### EXTRAIT FOURNI:
La mesure que nous proposons est efficace et réaliste : elle consiste à interdire aux entreprises de procéder à des licenciements économiques lorsqu’elles ont versé des dividendes au titre du dernier exercice écoulé.

Cette disposition n’empêcherait pas les entreprises faisant des profits de licencier, dès lors que ces profits sont utilisés pour financer des investissements et non pour rémunérer le capital. En effet, il est parfois nécessaire, pour éviter des suppressions d’emplois ultérieures, de procéder à des restructurations sans attendre que l’entreprise enregistre des pertes.

Avec cette proposition de loi, l’objectif est d’imposer que les détenteurs du capital, et non les salariés, soient les premiers à faire des efforts en cas de besoin.

Il s’agit d’une mesure de justice : l’immense majorité des salariés ne disposent que du revenu tiré de leur travail pour vivre, alors que ceux qui investissent dans le capital des entreprises ont généralement bien d’autres sources de revenus.

Pour assurer une meilleure application de cette disposition, un nouveau pouvoir de vérification serait reconnu à l’inspection du travail. Comme ma collègue Annie David vient de l’expliquer, il s’agit non pas de rétablir l’autorisation administrative de licenciement, mais simplement de permettre à l’inspection du travail de constater si une entreprise est ou non en infraction. Le procès-verbal dressé par l’inspecteur du travail pourra servir ensuite d’élément de preuve devant le juge, ce qui aidera le salarié à faire valoir plus facilement ses droits.

### ENTRÉES:
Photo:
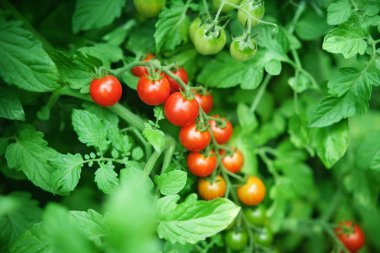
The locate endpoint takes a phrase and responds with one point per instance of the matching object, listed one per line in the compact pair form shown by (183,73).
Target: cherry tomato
(206,101)
(236,240)
(263,237)
(181,111)
(233,162)
(254,8)
(209,39)
(153,92)
(140,71)
(181,73)
(226,7)
(252,192)
(149,8)
(106,91)
(222,135)
(209,190)
(350,235)
(201,165)
(256,216)
(242,50)
(193,139)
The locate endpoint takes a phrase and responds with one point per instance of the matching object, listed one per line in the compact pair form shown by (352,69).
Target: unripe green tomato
(240,51)
(236,240)
(226,7)
(255,8)
(256,216)
(264,237)
(195,24)
(206,43)
(149,8)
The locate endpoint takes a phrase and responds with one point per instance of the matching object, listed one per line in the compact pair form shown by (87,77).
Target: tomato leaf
(208,217)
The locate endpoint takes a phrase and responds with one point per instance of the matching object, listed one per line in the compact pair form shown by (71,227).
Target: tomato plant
(189,126)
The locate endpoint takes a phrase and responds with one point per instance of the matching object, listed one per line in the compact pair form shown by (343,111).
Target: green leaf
(331,142)
(172,27)
(106,177)
(30,154)
(155,137)
(225,72)
(67,171)
(347,39)
(171,182)
(208,217)
(90,129)
(23,60)
(10,105)
(339,12)
(89,14)
(18,212)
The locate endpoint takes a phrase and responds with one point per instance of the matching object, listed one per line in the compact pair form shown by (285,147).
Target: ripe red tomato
(252,192)
(209,190)
(206,101)
(233,162)
(153,92)
(193,139)
(140,71)
(181,73)
(222,135)
(106,91)
(350,235)
(181,111)
(201,165)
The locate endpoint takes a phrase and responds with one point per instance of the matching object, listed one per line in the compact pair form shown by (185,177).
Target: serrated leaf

### CONSIGNES:
A - D'après l'extrait, dans quel cas serait-il interdit aux entreprises de procéder à des licenciements économiques ?
B - Réécrivez tout le passage de l'extrait qui va de « La mesure que » jusqu'à « enregistre des pertes. », en remplaçant « restructurations » par « réorganisations ».
Les entrées forment un matériau à part, distinct de l'extrait.

### RÉPONSES:
A - Lorsqu'elles ont versé des dividendes au titre du dernier exercice écoulé.

B -
La mesure que nous proposons est efficace et réaliste : elle consiste à interdire aux entreprises de procéder à des licenciements économiques lorsqu’elles ont versé des dividendes au titre du dernier exercice écoulé.

Cette disposition n’empêcherait pas les entreprises faisant des profits de licencier, dès lors que ces profits sont utilisés pour financer des investissements et non pour rémunérer le capital. En effet, il est parfois nécessaire, pour éviter des suppressions d’emplois ultérieures, de procéder à des réorganisations sans attendre que l’entreprise enregistre des pertes.